Exercise details: Copy every line of the listing that holds the string "shrub".

[[ Source material, beginning ]]

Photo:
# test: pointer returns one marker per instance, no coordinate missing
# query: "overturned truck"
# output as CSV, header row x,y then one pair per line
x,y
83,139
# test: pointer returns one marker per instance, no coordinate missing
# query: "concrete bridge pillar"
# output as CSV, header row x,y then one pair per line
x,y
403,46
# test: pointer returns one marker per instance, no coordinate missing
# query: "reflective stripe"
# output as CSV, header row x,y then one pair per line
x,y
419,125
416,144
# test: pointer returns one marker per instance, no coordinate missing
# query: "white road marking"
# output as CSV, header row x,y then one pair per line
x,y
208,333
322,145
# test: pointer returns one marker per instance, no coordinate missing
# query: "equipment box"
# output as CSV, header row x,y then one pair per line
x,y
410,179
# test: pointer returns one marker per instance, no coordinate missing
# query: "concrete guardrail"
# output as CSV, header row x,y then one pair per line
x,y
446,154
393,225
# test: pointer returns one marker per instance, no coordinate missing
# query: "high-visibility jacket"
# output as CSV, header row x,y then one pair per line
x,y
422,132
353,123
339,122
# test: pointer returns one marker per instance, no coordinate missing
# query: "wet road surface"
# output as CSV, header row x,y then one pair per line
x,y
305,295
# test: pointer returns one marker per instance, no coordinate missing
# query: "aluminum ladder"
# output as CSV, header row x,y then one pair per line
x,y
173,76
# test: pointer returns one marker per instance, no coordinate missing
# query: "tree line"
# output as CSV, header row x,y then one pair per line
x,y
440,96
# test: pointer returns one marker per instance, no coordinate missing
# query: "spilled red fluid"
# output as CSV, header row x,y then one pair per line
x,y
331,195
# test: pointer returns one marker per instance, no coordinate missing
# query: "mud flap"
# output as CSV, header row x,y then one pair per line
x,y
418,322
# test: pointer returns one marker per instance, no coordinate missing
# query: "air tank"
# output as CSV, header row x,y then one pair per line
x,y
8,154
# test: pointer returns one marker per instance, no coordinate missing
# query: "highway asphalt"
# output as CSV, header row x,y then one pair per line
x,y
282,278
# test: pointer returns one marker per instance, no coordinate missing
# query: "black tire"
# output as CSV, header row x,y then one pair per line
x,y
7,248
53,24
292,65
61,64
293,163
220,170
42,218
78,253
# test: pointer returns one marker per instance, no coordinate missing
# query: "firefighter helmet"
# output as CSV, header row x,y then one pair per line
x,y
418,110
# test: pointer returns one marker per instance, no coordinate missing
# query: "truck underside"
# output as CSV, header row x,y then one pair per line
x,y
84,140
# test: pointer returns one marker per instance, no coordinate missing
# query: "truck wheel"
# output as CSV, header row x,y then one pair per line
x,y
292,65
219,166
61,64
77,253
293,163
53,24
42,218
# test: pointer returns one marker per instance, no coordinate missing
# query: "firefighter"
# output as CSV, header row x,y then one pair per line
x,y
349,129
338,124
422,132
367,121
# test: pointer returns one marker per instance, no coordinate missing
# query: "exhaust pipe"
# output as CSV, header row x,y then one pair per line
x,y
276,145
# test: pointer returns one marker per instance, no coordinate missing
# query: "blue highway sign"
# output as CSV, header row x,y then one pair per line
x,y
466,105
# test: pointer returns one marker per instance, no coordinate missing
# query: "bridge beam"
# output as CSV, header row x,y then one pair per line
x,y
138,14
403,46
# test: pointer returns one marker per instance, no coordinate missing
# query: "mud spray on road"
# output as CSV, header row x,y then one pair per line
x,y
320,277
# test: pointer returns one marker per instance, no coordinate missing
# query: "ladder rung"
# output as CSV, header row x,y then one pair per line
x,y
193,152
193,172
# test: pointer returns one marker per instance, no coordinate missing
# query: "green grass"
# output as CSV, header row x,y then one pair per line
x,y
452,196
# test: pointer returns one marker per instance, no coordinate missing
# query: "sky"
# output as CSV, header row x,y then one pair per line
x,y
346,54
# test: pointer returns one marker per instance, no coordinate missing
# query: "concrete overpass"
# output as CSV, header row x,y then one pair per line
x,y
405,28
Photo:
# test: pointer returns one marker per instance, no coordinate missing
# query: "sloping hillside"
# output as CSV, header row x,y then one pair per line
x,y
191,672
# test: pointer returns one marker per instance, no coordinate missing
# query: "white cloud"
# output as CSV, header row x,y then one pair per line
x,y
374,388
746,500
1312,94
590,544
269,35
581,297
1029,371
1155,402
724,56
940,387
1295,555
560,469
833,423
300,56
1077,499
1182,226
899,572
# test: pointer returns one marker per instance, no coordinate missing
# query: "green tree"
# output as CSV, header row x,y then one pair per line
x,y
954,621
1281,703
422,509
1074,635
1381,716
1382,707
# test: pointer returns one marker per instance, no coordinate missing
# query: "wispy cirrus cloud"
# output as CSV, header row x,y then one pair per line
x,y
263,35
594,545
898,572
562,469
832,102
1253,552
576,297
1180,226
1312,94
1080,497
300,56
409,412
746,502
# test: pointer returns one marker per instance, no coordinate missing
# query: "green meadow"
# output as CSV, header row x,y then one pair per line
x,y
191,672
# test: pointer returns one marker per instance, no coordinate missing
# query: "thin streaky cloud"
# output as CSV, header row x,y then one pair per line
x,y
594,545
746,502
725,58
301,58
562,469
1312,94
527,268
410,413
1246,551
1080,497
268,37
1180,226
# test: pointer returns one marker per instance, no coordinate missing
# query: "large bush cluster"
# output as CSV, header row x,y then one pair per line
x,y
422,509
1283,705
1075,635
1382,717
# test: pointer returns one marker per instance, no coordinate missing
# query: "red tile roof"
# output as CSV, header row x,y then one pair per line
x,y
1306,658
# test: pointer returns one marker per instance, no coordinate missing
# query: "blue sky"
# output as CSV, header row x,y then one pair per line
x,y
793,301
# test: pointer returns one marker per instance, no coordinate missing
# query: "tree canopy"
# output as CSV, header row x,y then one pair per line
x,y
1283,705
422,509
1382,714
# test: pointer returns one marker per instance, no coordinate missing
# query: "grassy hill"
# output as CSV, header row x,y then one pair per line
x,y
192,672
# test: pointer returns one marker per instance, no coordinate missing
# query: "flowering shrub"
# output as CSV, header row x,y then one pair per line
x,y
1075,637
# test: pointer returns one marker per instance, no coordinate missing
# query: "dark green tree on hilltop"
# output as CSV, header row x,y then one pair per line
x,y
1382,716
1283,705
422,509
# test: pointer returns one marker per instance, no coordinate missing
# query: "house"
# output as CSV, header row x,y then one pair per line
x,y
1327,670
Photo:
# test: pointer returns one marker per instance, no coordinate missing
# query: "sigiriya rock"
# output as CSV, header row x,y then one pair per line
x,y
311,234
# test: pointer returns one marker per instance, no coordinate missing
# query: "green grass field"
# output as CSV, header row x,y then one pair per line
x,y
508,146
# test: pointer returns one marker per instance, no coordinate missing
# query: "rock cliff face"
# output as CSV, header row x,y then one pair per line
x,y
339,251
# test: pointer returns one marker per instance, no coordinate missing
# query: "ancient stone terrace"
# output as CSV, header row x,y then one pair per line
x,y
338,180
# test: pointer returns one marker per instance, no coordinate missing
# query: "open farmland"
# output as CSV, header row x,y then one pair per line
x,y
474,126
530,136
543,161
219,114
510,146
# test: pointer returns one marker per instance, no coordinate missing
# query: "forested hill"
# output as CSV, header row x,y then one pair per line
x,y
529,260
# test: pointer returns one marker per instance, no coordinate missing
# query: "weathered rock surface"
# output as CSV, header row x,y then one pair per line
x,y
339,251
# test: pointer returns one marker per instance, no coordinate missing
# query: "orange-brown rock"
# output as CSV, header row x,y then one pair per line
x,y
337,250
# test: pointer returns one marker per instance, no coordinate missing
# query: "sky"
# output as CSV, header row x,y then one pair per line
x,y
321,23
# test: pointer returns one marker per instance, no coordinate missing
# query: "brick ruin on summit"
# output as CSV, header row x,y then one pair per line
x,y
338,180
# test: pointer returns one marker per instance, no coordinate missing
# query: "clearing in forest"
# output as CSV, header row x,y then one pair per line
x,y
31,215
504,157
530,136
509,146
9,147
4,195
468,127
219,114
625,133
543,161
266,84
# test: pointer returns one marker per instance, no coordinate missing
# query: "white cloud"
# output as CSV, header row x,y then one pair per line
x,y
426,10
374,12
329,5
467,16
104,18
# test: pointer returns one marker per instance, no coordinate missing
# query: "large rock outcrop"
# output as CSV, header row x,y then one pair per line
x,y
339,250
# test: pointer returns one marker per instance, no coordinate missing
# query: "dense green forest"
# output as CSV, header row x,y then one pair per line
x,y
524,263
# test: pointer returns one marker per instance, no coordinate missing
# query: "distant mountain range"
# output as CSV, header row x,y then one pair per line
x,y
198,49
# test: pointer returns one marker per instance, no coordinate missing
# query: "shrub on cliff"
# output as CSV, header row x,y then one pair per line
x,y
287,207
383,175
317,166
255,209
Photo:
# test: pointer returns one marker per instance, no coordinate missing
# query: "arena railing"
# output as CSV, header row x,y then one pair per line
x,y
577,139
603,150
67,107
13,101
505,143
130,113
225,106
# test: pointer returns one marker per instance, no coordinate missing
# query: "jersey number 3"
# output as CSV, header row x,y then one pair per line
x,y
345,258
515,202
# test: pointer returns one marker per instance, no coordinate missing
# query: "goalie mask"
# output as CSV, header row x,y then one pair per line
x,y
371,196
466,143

[[ Source material, end ]]

Answer below:
# query: "flowering shrub"
# query: "shrub on cliff"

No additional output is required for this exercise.